◆ GIVEN PASSAGE ◆
What a terrible mess we've gotten in

Laughing Gas
£9.99,
Everyman
(2001)

Earl Reginald "Reggie" Havershot, dispatched to America against his will in order to save his dypsomaniac cousin from the clutches of both liquor and the woman to which he wishes to become engaged, finds himself in the same dentist's waiting room as child star Joey Cooley. Both are to have a tooth out, and both find themselves under general anaesthetic in adjoining surgeries. But Reggie wakes up horrified to find that he and young Cooley have somehow swapped bodies during the otherwise routine clinical process of tooth extraction. Cooley, he soon finds out, is bolting around the place in the bulky body of the aristocrat bopping the noses of people he hates, and the police are gradually forming a pattern, while the Earl is prisoner to Joey's curls, his miserable schedule of pranks and public appearances, and the curtailment of his adult activities by the formidable Miss Brinkmeyer and the surprisingly sinister aspect of his fiancée, April June. As the scales fall from his eyes he soon realises: he needs to get out, get his body, and get back to England.

Wodehouse spends much of the brazenly hackneyed Laughing Gas perversely turning his own techniques inside out: a rescue attempt aided by the apparently friendly butler ends in a failure that Jeeves could never conscience; the lead character ends up (apologies for spoiling what plot there is) engaged, albeit not to the quite obvious disaster he sets out to court. Moreover, he happily shatters some of the golden rules of farces. To keep up the pace, they ought to resort to high-speed, physical dynamics. Characters hare around, fall over, drop into the shrubbery, are chased by thundering, brachiating Spodes. However, Wodehouse has prevented himself from resorting to such literal speed increases, as the Earl is frequently trapped against his adult will by Cooley's guardians. The result is a very stationary novel, compared to Jeeves & Wooster, or even to the Blandings series.

◆ AVAILABLE DATA ◆
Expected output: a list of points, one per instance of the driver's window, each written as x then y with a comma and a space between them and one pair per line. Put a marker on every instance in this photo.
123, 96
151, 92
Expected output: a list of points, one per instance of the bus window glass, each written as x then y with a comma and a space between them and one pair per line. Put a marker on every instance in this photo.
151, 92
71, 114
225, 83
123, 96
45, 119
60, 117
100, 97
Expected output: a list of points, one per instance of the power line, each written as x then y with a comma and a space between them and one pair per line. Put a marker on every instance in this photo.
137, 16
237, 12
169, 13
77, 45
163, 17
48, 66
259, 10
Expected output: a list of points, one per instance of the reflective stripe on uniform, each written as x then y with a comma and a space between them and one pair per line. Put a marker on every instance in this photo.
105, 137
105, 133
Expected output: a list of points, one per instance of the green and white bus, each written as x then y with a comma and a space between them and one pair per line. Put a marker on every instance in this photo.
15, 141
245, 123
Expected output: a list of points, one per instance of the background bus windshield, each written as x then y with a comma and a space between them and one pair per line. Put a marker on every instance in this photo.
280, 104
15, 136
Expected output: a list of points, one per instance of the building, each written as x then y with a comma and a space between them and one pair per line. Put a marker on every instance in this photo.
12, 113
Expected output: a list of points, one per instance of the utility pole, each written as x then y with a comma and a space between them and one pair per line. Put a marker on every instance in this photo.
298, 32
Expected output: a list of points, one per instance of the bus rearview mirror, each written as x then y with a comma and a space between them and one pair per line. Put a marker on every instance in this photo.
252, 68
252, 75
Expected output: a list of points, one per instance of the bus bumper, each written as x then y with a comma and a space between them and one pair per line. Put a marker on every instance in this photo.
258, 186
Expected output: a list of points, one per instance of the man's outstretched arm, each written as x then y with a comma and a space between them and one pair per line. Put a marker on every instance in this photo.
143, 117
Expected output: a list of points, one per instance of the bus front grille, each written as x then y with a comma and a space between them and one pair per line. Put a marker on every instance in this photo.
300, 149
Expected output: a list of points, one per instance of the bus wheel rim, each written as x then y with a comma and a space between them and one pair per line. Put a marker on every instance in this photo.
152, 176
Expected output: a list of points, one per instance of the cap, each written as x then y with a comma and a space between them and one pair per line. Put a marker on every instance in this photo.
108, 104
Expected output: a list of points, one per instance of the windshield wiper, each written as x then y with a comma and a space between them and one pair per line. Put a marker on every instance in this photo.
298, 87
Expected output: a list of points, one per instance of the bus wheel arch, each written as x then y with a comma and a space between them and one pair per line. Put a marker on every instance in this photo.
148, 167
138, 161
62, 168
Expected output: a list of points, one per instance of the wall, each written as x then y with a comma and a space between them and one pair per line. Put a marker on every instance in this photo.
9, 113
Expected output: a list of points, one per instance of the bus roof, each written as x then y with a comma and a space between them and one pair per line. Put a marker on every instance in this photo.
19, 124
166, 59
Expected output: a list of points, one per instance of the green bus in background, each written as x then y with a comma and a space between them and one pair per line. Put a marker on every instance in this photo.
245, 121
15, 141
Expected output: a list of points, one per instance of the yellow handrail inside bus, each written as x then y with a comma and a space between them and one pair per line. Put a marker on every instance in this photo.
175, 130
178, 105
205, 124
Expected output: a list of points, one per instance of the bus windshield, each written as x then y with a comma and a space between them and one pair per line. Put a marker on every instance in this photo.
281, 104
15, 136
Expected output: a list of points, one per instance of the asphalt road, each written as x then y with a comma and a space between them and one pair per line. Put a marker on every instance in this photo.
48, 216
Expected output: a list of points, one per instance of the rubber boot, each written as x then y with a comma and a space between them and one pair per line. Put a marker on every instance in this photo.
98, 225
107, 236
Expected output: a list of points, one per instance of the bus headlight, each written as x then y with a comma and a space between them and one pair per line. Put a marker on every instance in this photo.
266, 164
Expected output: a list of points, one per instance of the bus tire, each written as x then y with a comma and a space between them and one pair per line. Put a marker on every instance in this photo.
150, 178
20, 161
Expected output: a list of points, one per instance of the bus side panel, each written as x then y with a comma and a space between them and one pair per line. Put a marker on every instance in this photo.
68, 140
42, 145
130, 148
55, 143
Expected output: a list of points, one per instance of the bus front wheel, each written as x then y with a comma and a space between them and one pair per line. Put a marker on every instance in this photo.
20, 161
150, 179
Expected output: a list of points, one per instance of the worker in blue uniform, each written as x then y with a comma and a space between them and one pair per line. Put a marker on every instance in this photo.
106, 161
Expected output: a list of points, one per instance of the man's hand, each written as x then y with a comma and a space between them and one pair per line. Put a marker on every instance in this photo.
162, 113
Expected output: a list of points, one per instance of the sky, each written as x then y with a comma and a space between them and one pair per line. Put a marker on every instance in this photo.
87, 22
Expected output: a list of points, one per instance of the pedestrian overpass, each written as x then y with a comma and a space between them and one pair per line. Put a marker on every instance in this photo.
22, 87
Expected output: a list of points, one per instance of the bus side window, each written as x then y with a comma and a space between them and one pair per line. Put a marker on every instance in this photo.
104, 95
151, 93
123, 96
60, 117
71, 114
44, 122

◆ WORK REQUEST A ◆
Answer these questions from the Laughing Gas review, one line each:
(i) What are Reggie and Joey Cooley both at the dentist to have done?
(ii) What is the name of Reggie's fiancée?
(iii) Which two Wodehouse series does the review say make the novel seem very stationary by comparison?
◆ WORK REQUEST B ◆
Carry on the Laughing Gas review from the point where it stops.

◆ EXPECTED ANSWER A ◆
(i) Both are to have a tooth out, under general anaesthetic.
(ii) April June.
(iii) Jeeves & Wooster and the Blandings series.

◆ EXPECTED ANSWER B ◆
In places this static method works: the tension of the Earl bouncing off the walls, as Cooley in the Earl's body bounces his fist off his erstwhile oppressors with gleeful, childish and increasingly illegal abandon, coils and uncoils like a spring, keeping the story moving even when the Earl does not. But frequently it feels as though Wodehouse's usually powerful stroke of farce is treading water. The great strength of Wodehousian fiction lies in the author's ability to tell a cracking story, with sparkling characters, in which nothing actually very much happens; that the lack of plot is almost the point, or that the plot has a lack of a point. But plot is not the same as activity, any more than steel girders or a network of lead counterweights are like popping, fizzing champagne. The moral behind the relative flatness of Laughing Gas is: if you're not accomplishing anything, it's best to look busy.